WRITTEN EXERCISE
Provide an exact reproduction of every entry.

--------------------

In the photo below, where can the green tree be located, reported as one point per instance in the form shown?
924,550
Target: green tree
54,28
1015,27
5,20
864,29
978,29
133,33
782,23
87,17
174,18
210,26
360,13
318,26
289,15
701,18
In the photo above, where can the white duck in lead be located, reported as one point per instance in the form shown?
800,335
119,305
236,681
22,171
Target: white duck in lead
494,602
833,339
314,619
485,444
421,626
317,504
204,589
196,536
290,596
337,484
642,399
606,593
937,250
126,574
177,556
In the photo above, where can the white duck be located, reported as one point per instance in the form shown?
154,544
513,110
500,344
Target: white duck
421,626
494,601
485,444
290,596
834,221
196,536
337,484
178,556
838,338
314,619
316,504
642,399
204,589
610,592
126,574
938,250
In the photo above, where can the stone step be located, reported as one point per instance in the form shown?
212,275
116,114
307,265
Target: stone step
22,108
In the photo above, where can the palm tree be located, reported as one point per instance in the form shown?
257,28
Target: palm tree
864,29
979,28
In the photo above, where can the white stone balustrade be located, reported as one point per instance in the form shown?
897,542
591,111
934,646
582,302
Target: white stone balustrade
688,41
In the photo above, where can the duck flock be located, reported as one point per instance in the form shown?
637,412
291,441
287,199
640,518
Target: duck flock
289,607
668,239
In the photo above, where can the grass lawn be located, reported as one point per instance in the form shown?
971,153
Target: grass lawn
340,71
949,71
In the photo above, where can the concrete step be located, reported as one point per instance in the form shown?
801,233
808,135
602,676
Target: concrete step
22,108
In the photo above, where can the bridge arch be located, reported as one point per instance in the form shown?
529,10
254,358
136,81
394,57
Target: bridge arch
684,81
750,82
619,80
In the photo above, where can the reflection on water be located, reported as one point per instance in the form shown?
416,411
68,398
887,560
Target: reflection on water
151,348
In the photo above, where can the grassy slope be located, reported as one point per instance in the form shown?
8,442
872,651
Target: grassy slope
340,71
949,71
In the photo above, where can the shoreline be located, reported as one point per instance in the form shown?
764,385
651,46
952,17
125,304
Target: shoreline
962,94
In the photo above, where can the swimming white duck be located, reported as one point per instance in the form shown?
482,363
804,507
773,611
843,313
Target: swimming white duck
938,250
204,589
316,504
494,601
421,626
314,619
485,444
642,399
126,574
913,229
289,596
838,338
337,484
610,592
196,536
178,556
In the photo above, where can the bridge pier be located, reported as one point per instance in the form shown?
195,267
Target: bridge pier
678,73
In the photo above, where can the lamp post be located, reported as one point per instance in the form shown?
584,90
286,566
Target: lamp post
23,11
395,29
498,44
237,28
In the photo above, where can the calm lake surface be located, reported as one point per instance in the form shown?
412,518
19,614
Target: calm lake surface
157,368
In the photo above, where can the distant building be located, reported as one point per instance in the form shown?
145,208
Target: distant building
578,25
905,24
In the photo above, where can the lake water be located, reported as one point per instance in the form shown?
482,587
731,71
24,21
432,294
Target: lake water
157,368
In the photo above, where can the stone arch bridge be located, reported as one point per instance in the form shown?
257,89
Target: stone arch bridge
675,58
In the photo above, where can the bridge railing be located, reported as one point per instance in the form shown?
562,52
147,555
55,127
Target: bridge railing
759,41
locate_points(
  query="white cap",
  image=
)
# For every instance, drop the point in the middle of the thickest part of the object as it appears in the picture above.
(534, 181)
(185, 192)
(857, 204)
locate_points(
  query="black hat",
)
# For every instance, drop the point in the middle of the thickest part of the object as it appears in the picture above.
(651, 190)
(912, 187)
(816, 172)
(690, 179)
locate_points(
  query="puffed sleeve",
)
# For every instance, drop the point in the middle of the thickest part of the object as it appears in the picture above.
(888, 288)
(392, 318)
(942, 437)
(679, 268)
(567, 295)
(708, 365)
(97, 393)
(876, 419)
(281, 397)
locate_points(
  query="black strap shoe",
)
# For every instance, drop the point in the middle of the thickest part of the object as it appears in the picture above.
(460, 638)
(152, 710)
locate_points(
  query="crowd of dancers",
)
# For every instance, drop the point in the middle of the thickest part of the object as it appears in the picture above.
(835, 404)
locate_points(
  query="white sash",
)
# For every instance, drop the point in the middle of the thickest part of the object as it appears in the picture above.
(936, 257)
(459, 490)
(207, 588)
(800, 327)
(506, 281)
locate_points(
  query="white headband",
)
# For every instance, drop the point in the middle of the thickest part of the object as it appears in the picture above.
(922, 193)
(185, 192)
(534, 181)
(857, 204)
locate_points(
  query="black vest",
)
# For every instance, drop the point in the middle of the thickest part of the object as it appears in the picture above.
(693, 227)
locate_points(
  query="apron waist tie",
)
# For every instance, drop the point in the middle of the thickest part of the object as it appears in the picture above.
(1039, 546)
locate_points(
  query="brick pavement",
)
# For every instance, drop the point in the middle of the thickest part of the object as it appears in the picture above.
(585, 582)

--------------------

PROBLEM SOLUTION
In the photo below, where can the green tree be located, reported as one point per instance in the form shown?
924,550
Target: green tree
54,28
1015,27
5,20
864,29
978,29
133,33
782,23
87,17
174,18
210,26
360,13
318,26
289,15
701,18
In the photo above, where can the white duck in lead be located, reported as one point per instance in the form shown?
800,335
119,305
236,681
22,171
Target: white duck in lead
494,602
833,339
314,619
485,444
421,626
317,504
204,589
196,536
290,596
337,484
642,399
606,593
937,250
126,574
177,556
In the photo above, where can the white duck be located, reported as one point per instance in the form shown?
154,544
513,110
500,344
Target: white duck
421,626
494,601
485,444
290,596
834,221
196,536
337,484
178,556
838,338
314,619
316,504
642,399
204,589
610,592
126,574
938,250
In the photo above, where can the stone step be located, reported as one point per instance in the form shown?
212,275
116,114
307,265
Target: stone step
22,108
In the photo above, where can the palm tree be located, reported as one point per instance in the form shown?
257,28
Target: palm tree
864,29
979,28
In the photo above, where can the white stone balustrade be located, reported as one point per instance in the form shown?
897,542
591,111
934,646
582,302
Target: white stone balustrade
688,41
In the photo above, where can the duck flock be located, reported as one point per instance in the form shown?
637,412
291,441
287,199
640,518
Target: duck flock
289,607
668,239
In the photo above, where can the grass lawn be located, reported as one point per instance in the form shown?
971,153
Target: grass lawn
340,71
949,71
In the photo above, where can the concrete step be located, reported as one point per instance in the form shown?
801,233
808,135
602,676
Target: concrete step
22,108
In the photo above, where can the bridge arch be located, reported as one point per instance in the form shown?
529,10
254,358
136,81
394,57
Target: bridge arch
684,81
750,82
619,80
In the photo above, where can the reflection on water be located, reported as one point per instance in the form shown?
416,411
68,398
887,560
Target: reflection on water
151,348
In the photo above, where can the grassy slope be located, reported as one point per instance in the form shown?
8,442
872,651
Target: grassy slope
340,71
949,71
In the photo above, where can the shoreline be located, reported as one point per instance in the form shown?
764,385
651,46
952,17
125,304
Target: shoreline
962,94
In the photo above, where can the swimming white duck be located, reported as one point per instance in the form shown?
482,363
804,507
773,611
843,313
Target: swimming white duck
938,250
204,589
316,504
494,601
421,626
314,619
485,444
642,399
126,574
913,229
289,596
838,338
337,484
610,592
196,536
178,556
In the photo above, where can the bridge pier be located, reported as one point per instance in the form shown?
195,267
Target: bridge pier
678,73
In the photo above, where can the lamp post be located, reported as one point per instance in the form shown?
584,90
286,566
Target: lamp post
23,11
395,29
498,44
237,28
In the photo above, where can the calm lake surface be located, reported as one point per instance in the form shown?
412,518
19,614
Target: calm lake surface
157,368
In the photo above, where can the distant building be located, reported as one point per instance in the form shown?
145,208
Target: distant building
578,25
905,24
In the photo above, where can the lake water be located, reported as one point per instance in the form shown?
482,587
731,71
24,21
432,294
Target: lake water
157,368
In the photo above, where can the stone arch bridge be located, reported as one point per instance in the form shown?
257,89
Target: stone arch bridge
675,58
In the photo above, where can the bridge railing be located, reported as one point per instance in the form shown?
562,52
147,555
55,127
Target: bridge railing
759,41
locate_points(
  query="white cap",
  image=
)
# For every instance, drop the point in the middle of the thickest part of the object as it appears in the picture above.
(534, 181)
(185, 192)
(857, 204)
locate_points(
  query="black hat",
)
# For every instance, drop the point in the middle of the thickest part of the object as it appears in the picture above.
(651, 190)
(912, 187)
(816, 172)
(690, 179)
locate_points(
  query="puffed sleeve",
)
# For every instance, drop the point in the middle of the thickest part of the object as it appears in the picture above.
(888, 288)
(392, 318)
(942, 437)
(679, 268)
(567, 295)
(708, 365)
(97, 393)
(876, 419)
(281, 397)
locate_points(
  query="black strap shoe",
)
# For every instance, drop the point in the middle of the thickest part of the object as it appears in the picture above.
(460, 638)
(152, 710)
locate_points(
  query="crowd of dancers",
)
# For every instance, drop the point in the middle of the thickest part of the object as it appears in the picture above.
(835, 404)
locate_points(
  query="white sash",
)
# For every instance, drop the point in the middle of the thickest part of the object as it appears in the picture above.
(936, 257)
(459, 490)
(207, 588)
(800, 327)
(506, 281)
locate_points(
  query="white headband",
)
# For every instance, drop the point in the middle of the thickest part of the object as it appears in the picture above.
(922, 193)
(185, 192)
(534, 181)
(857, 204)
locate_points(
  query="black vest",
)
# For every instance, drop the point in the middle of the thickest part of the object as it appears in the picture above.
(693, 227)
locate_points(
  query="apron waist tie",
)
# For every instance, drop the point in the middle of the thickest part of the object as it appears in the picture above.
(1039, 546)
locate_points(
  query="brick pavement",
)
# For every instance, drop the point in the middle of the thickest part of the object as it appears in the picture above.
(585, 582)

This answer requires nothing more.